▶ **Written exercise 1**:
Echo the passage of the physics questions on forces between "The gravitational force can easily" and "on other protons.", inclusive.
▶ **Written exercise 2**:
According to the physics questions on forces, why can a neutron not exert electromagnetic force?
▶ **Written exercise 3**:
Render this sentence from the physics questions on forces in Spanish: "A neutron exerts both the gravitational and nuclear forces on a proton."

When Neils Bohr shook hand with Werner Heisenberg, what kind of force they exerted?

(a) Gravitational

(b) Electromagnetic

(c) Nuclear

(d) Weak.

#### Answer:

(b) Electromagnetic

When Neils Bohr shook hand with Werner Heisenberg, electromagnetic force is exerted on each other. This is because when their hands made contact with each other, the atoms at the two surfaces come close to each other. The charged constituents of the atoms in the hands exert forces on each other and, as a result, a measurable force is produced.

#### Page No 62:

#### Question 2:

Let E, G and N represent the magnitudes of electromagnetic gravitational and nuclear forces between two electrons at a given separation. Then

(a) N>E>G

(c) E>N>G

(c) G>N>E

(d) E>G>N

#### Answer:

(d) E>G>N

Between two electrons at a given separation, the strongest acting force is the electromagnetic force. The gravitational force is the weakest force between any two particles. There is no nuclear force acting between them, because it exists only in the nucleus (between proton-proton or neutron-neutron or both).

#### Page No 62:

#### Question 3:

The sum of all electromagnetic forces between different particles of a system of charged particles is zero

(a) only if all the particles are positively charged

(b) only if all the particles are negatively charged

(c) only if half the particles are positively charged and half are negatively charged

(d) irrespective of the signs of the charges.

#### Answer:

(d) irrespective of the signs of the charges.

The sum of all electromagnetic forces between different particles of a system of charged particles is zero irrespective of the sign of the charges, because electromagnetic force is a vector quantity that depends upon the direction. So, we consider the directions while adding vector quantities.

#### Page No 62:

#### Question 4:

A 60 kg man pushes a 40 kg man by a force of 60 N. The 40 kg man has pushed the other man with a force of

(a) 40 N

(b) 0 N

(c) 60 N

(d) 20 N

#### Answer:

(c) 60 N

According to Newton's third law, which states that an action-reaction pair of forces are equal in magnitude, the man who weighs 40 kg will push the other man with the same force of 60 N.

#### Page No 62:

#### Question 1:

A neutron exerts a force on a proton which is

(a) gravitational

(b) electromagnetic

(c) nuclear

(d) weak

#### Answer:

(a) gravitational

(c) nuclear

A neutron exerts both the gravitational and nuclear forces on a proton.

The gravitational force can be seen between a neutron and a proton. However, its strength is negligible. The nuclear force is exerted only if the interacting particles are neutrons or protons or both. A neutron cannot exert electromagnetic force, because it is a neutral particle.

#### Page No 62:

#### Question 2:

A proton exerts a force on a proton which is

(a) gravitational

(b) electromagnetic

(c) nuclear

(d) weak

#### Answer:

(a) gravitational

(b) electromagnetic

(c) nuclear

A proton exerts gravitational, electromagnetic and nuclear forces on a proton.

The gravitational force can easily be seen everywhere; it the weakest among all the forces. It is negligible in elementary particles like protons.

The electromagnetic force can be seen between charged particles. Since proton is a charged particle, it can exert this force on other protons.

The nuclear force is present only if the interacting particles are protons or neutrons or both. So, this force can exist between two protons.

#### Page No 62:

#### Question 3:

Mark the correct statements:

(a) The nuclear force between two protons is always greater than the electromagnetic force between them.

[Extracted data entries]
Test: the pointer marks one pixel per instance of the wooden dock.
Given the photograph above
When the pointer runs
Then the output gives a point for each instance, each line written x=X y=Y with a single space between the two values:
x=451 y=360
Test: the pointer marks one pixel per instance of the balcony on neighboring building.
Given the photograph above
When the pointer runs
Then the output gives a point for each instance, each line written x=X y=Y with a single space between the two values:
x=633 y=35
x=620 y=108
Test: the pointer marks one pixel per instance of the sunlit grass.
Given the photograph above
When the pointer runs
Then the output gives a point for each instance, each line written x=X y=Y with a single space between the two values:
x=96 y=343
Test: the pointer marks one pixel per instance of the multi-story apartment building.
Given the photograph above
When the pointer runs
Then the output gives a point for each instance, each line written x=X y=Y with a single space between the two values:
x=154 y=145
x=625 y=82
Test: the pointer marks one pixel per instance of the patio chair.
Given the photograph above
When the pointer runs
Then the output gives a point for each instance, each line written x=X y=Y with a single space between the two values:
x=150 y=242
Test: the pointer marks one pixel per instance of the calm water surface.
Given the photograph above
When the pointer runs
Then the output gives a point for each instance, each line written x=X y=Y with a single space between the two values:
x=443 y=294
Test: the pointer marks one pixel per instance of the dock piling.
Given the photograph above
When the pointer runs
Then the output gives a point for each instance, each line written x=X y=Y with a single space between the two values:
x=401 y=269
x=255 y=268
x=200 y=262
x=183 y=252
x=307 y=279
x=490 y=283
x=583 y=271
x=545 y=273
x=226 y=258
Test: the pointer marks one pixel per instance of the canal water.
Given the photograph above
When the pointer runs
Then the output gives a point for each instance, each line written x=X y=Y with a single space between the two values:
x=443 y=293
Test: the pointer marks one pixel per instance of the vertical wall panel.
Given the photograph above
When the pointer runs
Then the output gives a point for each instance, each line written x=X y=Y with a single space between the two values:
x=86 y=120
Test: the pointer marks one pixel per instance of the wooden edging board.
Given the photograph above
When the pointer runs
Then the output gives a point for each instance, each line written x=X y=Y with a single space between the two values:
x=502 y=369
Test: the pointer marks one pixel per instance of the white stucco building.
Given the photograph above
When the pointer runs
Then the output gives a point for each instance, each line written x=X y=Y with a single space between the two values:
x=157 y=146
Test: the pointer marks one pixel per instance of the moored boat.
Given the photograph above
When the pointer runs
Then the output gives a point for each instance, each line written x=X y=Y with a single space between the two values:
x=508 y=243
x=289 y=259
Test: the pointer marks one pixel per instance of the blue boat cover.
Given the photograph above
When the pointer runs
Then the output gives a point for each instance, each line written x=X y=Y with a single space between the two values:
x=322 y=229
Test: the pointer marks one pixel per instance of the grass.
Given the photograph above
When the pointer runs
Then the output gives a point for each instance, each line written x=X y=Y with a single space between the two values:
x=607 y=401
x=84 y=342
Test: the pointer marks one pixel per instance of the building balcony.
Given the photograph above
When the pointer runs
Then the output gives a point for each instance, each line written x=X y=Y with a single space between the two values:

▶ **Correct result 1**:
The gravitational force can easily be seen everywhere; it the weakest among all the forces. It is negligible in elementary particles like protons.

The electromagnetic force can be seen between charged particles. Since proton is a charged particle, it can exert this force on other protons.

▶ **Correct result 2**:
Because it is a neutral particle.

▶ **Correct result 3**:
Un neutrón ejerce tanto la fuerza gravitacional como la fuerza nuclear sobre un protón.